• _To do_:
In the article on Septerna below, copy word for word the passage from "Several years ago, in" to "with BioPharma Dive.".

• _Provided text_:
Several years ago, in his eponymously named lab at the Duke University School of Medicine, renowned researcher Robert Lefkowitz was fighting the inevitable. He and his team were working out a new method to better understand one of the most important families of proteins in drug development. Lefkowitz wanted the research to remain academic, but as his lab began to generate exciting findings, in came pitches from postdoctoral students about starting a company.
"As I like to say, they dragged me kicking and screaming to the idea," Lefkowitz said in an interview with BioPharma Dive.
Fast forward, and Lefkowitz is now co-founder of Septerna, a biotechnology company that officially launched Thursday, equipped with $100 million in funding from some of the industry's most powerful venture investors.
Septerna's focus is on an expansive and diverse group of proteins called G protein-coupled receptors, or GPCRs, which provide an invaluable service to cells. If cells were like castles, then GPCRs would act as lookouts on the perimeter wall, relaying information about the outside environment and, in turn, spurring action internally. These proteins are involved in a wide variety of important functional processes — from sensory ones like sight, smelling and taste, to regulatory ones that govern the immune system and even cell growth.
The key roles GPCRs play have made them a prime target for drug developers. Estimates hold that about a third of all medicines approved by the Food and Drug Administration target or act through these proteins in some fashion. Included in that list is the diabetes medication Victoza, the schizophrenia treatment Vraylar, and the multiple sclerosis therapy Gilenya.
While many major pharmaceutical companies continue to develop such drugs, Lefkowitz has noticed a dwindling number of new approvals. "There was a tremendous outpouring of new drugs in the '90s and the '00s," he said, "and that's slowed down recently, I think primarily because the low-hanging fruit that was accessible" with the technologies of the time has been picked.
Septerna, though, believes it's come up with a technology that could reshape how these drugs are discovered and advanced.
Historically, isolating GPCRs has been difficult. These proteins are embedded in cellular membranes, and the methods often used to wedge them out can accidentally destroy them. GPCRs, while widely present, are also not made in large quantities by the cell. Lefkowitz points out the one that his lab has used most in its research is found in virtually every cell in mammals; and yet, in a large cow, he said that amounts to just about one milligram of protein.
Septerna claims to have developed an approach that addresses these problems, by mimicking the natural conditions surrounding GPCRs. The company aims to remove these proteins from their cells, purify them so they hold a specific shape and are free of mutations, then insert them back into a membrane, in an environment that also contains the molecules they normally interact with.
With GPCRs now fixed and in focus, Septerna can use large-scale drug screening techniques to test billions of compounds to see which ones dock onto spots on the receptor proteins. Those that do may then be investigated further as potential drugs.
Importantly, Septerna's says its approach isn't limited to just the main binding sites on these proteins, but other "pockets" as well. "That immediately, greatly enlarges the amount of real estate we could be looking at for developing new receptor-interacting molecules," Lefkowitz said.

• _Material supplied_:
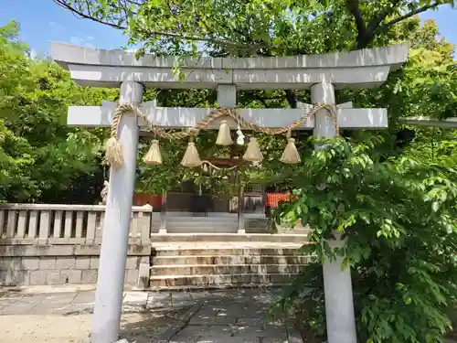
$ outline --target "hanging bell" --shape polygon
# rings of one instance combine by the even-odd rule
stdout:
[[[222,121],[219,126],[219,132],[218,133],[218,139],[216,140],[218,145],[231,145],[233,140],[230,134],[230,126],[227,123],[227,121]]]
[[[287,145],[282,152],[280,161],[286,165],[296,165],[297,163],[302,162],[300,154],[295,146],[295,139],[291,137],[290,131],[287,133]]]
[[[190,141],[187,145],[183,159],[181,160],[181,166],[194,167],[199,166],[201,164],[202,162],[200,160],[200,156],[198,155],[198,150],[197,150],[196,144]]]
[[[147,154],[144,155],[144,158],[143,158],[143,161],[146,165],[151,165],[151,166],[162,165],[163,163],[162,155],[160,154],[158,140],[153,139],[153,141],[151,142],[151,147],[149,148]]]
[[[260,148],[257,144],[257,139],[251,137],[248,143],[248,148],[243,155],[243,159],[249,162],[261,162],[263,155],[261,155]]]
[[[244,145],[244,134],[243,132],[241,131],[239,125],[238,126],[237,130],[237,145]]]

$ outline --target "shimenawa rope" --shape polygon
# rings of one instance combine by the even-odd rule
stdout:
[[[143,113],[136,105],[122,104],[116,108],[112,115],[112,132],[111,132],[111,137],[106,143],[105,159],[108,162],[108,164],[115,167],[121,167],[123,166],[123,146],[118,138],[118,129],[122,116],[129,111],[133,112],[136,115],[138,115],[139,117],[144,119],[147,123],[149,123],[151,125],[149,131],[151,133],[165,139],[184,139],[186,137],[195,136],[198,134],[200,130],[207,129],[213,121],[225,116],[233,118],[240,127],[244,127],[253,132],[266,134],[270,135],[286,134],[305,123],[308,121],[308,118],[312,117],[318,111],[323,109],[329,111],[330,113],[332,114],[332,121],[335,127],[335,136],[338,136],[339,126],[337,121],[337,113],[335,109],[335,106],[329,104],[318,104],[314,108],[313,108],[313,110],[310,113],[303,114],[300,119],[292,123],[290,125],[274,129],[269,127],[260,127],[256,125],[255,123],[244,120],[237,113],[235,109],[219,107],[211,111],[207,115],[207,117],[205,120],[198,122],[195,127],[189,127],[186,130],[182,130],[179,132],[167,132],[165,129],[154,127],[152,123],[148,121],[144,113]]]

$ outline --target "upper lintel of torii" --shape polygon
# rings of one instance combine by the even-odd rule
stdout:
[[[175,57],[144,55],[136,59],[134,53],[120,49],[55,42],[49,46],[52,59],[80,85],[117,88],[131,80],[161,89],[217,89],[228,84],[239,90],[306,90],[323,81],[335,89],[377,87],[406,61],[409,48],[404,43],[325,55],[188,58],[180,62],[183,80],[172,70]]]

• _Answer section_:
Several years ago, in his eponymously named lab at the Duke University School of Medicine, renowned researcher Robert Lefkowitz was fighting the inevitable. He and his team were working out a new method to better understand one of the most important families of proteins in drug development. Lefkowitz wanted the research to remain academic, but as his lab began to generate exciting findings, in came pitches from postdoctoral students about starting a company.
"As I like to say, they dragged me kicking and screaming to the idea," Lefkowitz said in an interview with BioPharma Dive.